Droit à un environnement sûr, propre, sain et durable

En second lieu, les contentieux climatiques ont accentué le phénomène de «verdissement» des droits fondamentaux, à savoir l’intégration de considérations écologiques dans l’interprétation des droits humains. Le 8 octobre 2021, le Conseil des droits de l’homme des Nations Unies a même franchi un pas de plus en adoptant une résolution visant à reconnaître un droit à un environnement sûr, propre, sain et durable. Le respect des droits humains implique donc une préservation de l’environnement. Dans l’affaire Urgenda, la Cour suprême des Pays-Bas avait par exemple estimé que les droits fondamentaux à la vie et à la protection de la vie privée et familiale n’étaient plus garantis si les Pays-Bas ne réduisaient pas leurs émissions de gaz à effet de serre. En veillant au respect des droits fondamentaux, les juges ne font qu’exercer une de leurs missions essentielles dans un État de droit.

 

 

Les affaires climatiques replacent donc les tribunaux dans une position active, au cœur des enjeux sociétaux. Une position critiquée par certain·e·s juristes ou politiques.

Les tribunaux doivent-ils se contenter de réciter la loi ? Ou ont-ils le devoir d’appliquer la loi en y apportant une certaine interprétation?

Quelle que soit sa vision du rôle des juges – qui varie selon différentes théories du droit – l’on peut admettre qu’il leur est difficile pour de rendre une décision absolument objective. Les juges restent des êtres humains, et leurs décisions ne sauraient s’affranchir d’une certaine forme de jugements de valeurs, nécessaires pour passer de la loi, générale et abstraite, au cas, singulier et concret.

 

Responsabilité d’agir

Au vu de l’urgence climatique, les juges ne peuvent se contenter d’observer passivement une crise planétaire qui les dépasserait. Leur rôle n’est-il pas au contraire d’occuper une place dans le contentieux climatique ? Osons même reconnaître au pouvoir judiciaire une certaine responsabilité d’agir. Les enjeux environnementaux sont trop importants pour qu’un des trois pouvoirs garantissant l’équilibre de notre démocratie s’en désintéresse.

_CONSIGNES DE L'EXERCICE_
A – Comment traduire en anglais cette phrase de l'extrait sur les contentieux climatiques : « Le respect des droits humains implique donc une préservation de l’environnement. » ?
B – Pouvez-vous prolonger l'extrait ci-dessus sur les contentieux climatiques en reprenant après sa dernière phrase ?

(Lignes du jeu de données de pointage d'objets)
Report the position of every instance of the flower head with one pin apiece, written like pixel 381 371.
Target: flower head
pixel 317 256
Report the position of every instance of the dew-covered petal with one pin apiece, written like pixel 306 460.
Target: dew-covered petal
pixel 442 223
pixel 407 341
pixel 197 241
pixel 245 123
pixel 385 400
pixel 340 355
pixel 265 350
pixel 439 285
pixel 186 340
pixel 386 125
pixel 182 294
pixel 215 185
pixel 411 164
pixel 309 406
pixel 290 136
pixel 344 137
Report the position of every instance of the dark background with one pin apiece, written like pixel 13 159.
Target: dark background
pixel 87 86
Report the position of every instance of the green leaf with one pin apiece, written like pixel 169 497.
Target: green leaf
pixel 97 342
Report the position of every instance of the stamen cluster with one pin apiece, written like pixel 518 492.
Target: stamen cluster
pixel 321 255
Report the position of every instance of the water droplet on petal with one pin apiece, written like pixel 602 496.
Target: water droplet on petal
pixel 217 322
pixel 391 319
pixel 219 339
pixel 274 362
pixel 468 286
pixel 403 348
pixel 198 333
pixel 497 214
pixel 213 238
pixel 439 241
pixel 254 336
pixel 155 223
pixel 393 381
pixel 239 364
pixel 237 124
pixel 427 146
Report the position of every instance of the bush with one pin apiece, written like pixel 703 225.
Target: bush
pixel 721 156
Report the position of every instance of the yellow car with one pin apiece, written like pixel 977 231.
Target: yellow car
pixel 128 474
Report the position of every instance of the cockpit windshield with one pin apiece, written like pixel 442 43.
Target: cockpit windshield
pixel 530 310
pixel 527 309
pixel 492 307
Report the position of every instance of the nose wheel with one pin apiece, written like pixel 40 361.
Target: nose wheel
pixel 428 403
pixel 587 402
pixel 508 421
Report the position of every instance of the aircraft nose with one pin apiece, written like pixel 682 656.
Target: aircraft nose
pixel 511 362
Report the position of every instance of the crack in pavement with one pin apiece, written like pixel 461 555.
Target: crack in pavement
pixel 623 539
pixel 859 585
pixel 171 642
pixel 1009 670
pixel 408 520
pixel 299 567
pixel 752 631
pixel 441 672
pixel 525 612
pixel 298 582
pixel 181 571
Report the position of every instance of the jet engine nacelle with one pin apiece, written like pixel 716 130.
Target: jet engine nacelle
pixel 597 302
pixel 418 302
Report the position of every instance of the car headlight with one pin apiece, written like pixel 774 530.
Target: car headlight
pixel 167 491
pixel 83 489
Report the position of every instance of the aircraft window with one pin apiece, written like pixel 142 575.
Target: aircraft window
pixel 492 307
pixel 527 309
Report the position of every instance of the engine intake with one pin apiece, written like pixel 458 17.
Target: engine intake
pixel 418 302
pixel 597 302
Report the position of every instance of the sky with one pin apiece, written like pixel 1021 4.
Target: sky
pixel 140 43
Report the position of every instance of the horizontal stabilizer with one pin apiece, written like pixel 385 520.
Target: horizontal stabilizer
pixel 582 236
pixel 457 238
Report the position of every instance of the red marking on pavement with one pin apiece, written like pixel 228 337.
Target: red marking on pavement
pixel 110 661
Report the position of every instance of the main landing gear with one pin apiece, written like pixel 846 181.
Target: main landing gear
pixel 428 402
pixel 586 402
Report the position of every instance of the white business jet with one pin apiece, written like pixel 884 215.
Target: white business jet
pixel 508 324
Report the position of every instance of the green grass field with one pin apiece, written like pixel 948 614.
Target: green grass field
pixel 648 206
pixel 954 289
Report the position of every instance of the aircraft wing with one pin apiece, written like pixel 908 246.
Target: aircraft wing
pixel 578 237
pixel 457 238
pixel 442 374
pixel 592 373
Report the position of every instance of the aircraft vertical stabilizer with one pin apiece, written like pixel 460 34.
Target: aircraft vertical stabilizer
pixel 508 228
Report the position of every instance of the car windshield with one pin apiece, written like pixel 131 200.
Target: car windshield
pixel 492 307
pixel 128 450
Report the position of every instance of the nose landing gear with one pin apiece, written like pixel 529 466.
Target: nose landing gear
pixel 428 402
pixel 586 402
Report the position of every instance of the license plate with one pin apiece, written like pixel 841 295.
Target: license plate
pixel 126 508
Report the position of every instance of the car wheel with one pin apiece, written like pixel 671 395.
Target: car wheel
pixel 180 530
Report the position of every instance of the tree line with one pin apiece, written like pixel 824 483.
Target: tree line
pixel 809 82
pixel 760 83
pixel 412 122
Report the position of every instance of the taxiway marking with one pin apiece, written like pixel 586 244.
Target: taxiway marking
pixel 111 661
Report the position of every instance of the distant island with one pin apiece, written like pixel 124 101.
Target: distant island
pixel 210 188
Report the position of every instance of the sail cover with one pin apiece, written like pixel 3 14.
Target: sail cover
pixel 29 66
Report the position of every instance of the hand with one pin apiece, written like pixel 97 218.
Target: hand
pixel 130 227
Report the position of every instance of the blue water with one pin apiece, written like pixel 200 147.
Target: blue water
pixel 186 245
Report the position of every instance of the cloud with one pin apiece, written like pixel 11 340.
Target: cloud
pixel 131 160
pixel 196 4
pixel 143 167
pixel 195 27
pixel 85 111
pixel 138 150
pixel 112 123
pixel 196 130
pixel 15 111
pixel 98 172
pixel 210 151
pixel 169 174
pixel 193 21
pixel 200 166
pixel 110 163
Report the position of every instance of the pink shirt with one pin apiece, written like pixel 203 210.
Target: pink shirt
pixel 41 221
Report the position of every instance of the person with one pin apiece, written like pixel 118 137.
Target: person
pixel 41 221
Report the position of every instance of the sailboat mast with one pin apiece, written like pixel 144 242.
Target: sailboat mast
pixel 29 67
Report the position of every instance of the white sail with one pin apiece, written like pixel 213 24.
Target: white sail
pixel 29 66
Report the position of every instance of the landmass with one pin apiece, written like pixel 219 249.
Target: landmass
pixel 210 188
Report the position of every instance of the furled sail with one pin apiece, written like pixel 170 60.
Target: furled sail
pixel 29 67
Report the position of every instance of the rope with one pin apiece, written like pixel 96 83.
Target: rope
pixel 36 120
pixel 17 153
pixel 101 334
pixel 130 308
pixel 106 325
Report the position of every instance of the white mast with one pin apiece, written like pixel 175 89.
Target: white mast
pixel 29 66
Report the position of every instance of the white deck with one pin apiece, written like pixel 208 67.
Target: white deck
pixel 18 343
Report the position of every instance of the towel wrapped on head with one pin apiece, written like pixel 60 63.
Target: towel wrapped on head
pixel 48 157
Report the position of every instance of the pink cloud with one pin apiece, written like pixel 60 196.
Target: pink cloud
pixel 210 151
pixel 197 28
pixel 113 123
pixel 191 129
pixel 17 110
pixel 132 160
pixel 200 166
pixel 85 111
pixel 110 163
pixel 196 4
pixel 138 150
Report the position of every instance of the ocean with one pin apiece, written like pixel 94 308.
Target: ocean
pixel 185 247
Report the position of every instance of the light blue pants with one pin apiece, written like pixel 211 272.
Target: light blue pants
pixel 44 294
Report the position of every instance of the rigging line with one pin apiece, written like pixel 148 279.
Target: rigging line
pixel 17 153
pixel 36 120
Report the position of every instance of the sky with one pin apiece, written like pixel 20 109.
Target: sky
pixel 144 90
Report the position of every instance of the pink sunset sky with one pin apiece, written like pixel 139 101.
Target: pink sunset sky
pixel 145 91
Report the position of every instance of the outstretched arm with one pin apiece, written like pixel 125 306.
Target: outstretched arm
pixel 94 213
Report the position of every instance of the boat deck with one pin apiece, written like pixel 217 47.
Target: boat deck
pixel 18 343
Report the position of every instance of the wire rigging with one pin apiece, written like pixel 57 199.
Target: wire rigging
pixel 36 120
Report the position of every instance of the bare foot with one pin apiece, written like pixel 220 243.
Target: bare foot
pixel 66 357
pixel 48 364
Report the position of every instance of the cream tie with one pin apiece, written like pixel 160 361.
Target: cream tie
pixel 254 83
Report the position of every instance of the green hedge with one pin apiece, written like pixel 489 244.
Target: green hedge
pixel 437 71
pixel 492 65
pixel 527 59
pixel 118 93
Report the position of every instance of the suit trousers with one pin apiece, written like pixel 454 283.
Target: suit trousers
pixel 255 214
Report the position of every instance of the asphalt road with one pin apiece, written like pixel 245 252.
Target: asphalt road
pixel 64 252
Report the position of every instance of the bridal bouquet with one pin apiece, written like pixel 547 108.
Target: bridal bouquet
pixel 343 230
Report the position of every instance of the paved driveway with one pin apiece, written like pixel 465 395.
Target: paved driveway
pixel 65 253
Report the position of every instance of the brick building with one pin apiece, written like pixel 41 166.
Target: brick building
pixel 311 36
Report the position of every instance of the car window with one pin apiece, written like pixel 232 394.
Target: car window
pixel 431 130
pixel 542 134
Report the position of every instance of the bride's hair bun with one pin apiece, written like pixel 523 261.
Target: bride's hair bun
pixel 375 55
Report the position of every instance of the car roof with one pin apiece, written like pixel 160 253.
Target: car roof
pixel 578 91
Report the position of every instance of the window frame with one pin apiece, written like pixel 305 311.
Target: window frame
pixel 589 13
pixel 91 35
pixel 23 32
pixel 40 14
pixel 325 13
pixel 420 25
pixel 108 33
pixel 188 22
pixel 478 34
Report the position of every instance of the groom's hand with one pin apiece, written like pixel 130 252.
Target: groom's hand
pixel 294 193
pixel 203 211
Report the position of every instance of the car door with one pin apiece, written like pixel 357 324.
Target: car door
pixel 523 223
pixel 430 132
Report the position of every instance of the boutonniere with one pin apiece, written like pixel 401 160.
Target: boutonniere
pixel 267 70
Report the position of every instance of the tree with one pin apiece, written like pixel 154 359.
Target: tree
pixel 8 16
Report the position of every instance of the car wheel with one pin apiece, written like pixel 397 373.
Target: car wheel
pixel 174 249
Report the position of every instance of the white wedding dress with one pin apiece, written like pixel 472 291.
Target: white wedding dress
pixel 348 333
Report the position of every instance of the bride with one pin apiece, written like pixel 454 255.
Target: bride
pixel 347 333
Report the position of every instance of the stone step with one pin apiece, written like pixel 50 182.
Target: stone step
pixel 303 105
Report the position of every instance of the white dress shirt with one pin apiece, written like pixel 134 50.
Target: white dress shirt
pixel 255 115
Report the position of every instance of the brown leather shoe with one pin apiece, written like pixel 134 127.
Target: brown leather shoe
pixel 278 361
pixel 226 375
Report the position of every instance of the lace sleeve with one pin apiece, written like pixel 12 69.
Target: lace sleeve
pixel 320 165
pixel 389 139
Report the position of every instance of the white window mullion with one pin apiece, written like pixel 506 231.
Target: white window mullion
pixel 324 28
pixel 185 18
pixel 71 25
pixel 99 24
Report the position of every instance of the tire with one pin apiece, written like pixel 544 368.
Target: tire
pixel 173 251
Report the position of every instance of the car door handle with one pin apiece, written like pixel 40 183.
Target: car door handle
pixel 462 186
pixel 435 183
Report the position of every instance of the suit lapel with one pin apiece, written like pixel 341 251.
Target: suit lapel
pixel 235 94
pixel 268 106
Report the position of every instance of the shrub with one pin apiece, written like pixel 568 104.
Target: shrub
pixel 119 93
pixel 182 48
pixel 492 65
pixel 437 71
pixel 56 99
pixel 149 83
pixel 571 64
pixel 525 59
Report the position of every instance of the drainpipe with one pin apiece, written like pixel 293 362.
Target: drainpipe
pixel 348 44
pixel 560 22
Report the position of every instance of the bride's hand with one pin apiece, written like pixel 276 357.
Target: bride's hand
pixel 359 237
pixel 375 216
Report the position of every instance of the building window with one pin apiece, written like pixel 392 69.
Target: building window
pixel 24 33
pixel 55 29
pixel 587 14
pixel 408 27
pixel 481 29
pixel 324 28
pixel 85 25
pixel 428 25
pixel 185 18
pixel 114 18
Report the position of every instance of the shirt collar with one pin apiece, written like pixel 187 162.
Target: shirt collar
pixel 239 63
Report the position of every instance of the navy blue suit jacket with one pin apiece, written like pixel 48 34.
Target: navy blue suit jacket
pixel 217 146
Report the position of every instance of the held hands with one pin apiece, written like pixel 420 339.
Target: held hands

_RÉPONSES AUX CONSIGNES_
A – Respect for human rights therefore entails preserving the environment.

B –
Christophe Clivaz

Christophe Clivaz est le premier conseiller national vert valaisan. Il a été auparavant député (2013-2016) et conseiller municipal à Sion (2009-2019). Politologue de formation (Dr. en administration publique), il s'est spécialisé dans l'étude du tourisme alpin. Il est professeur associé à mi-temps à l'Institut de géographie et durabilité de l'Université de Lausanne, sur le site de Sion.

10 réponses à “Procès climatiques: les tribunaux ont-ils une responsabilité d’agir?

  1. Commencez par respecter la langue française en n’utilisant pas cette écriture inclusive illisible qui a été bannie par le Grand Conseil, vos propos seront feront l’objet d’un peu plus de considération.
    Merci

  2. En France, la droite extrême saisit aussi la justice pour se faire reconnaître un droit à la sécurité.

    Ceux qui prospèrent sur la peur ont les mêmes idées ? 😅

      1. Ah, mais je ne remets pas en cause la réalité des catastrophes climatiques.

        Il y a seulement ceux qui disent:”nous avons 3 ans pour agir, voilà ce que nous devons faire”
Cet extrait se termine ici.